_YOUR GOAL_
Nothing may be left out or changed. Print every entry.

[Recorded data]

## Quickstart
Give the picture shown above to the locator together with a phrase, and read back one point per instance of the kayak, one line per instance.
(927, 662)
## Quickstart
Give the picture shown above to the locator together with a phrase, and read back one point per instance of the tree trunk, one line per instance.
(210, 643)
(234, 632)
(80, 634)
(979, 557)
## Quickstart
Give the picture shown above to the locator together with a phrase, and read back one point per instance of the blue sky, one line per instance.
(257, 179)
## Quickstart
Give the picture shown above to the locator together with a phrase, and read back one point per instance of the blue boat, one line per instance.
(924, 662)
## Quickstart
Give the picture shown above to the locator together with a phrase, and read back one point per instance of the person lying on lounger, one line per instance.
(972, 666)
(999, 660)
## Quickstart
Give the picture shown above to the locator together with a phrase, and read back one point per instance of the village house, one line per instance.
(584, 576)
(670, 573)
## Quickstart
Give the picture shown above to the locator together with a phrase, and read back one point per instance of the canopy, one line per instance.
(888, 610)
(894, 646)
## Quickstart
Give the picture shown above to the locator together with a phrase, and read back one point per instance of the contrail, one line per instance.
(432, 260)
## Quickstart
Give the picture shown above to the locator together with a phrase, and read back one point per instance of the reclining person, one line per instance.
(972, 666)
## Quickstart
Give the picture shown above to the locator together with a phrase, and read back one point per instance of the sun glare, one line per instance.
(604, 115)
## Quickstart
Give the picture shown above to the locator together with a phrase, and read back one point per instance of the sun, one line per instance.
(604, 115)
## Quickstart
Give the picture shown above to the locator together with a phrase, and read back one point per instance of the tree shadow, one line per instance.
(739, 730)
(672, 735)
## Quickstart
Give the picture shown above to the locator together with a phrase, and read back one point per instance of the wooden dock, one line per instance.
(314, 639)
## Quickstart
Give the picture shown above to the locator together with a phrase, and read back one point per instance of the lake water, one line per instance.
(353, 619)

_SOLUTION_
## Quickstart
Give the picture shown above to the locator together with a phrase, and read back one point per instance of the kayak, one line per instance.
(927, 662)
## Quickstart
Give the picture shown above to the locator together with a phrase, and read back one point per instance of the tree trunk, one line per instance.
(210, 643)
(234, 632)
(80, 634)
(979, 557)
## Quickstart
Give the picture shown above to the locator together with a phrase, and read back one point per instance of the blue sky, one line per instance.
(257, 179)
## Quickstart
Give the picture shown above to the locator together with a phrase, and read back one point per instance of the blue boat, one line per instance.
(924, 662)
## Quickstart
Give the picture shown above to the locator together with a phrase, and read back one point per instance of the person lying on lounger, one line per instance.
(972, 666)
(999, 660)
## Quickstart
Give the picture shown above to the locator together with a phrase, and read back one point per instance of the village house, one line per instance.
(584, 576)
(670, 573)
## Quickstart
Give the picture shown above to the locator together with a phrase, and read back one point per instance of the canopy, one line per instance.
(888, 610)
(894, 646)
## Quickstart
Give the picture shown above to the locator together with a phrase, and read back one point per instance of the contrail, one line per instance.
(432, 260)
## Quickstart
Give the picture shown above to the locator together with a phrase, and read back one point per instance of the reclining person, one line per instance.
(972, 666)
## Quickstart
Give the picture shown above to the locator together with a phrase, and read back one point per instance of the sun glare, one line per instance.
(604, 115)
## Quickstart
Give the picture shown above to the locator together with a phrase, and read back one point per instance of the sun, one line per instance.
(604, 115)
## Quickstart
Give the picture shown above to the locator together with a phrase, and read back one point per instance of the tree shadow, one line per instance.
(739, 730)
(672, 735)
## Quickstart
Give the picture shown above to the locator together with a phrase, and read back one point per instance of the wooden dock, one line per instance.
(314, 639)
## Quickstart
Give the picture shown above to the locator together with a phrase, and read back one point per instance of the lake water, one line per instance.
(353, 619)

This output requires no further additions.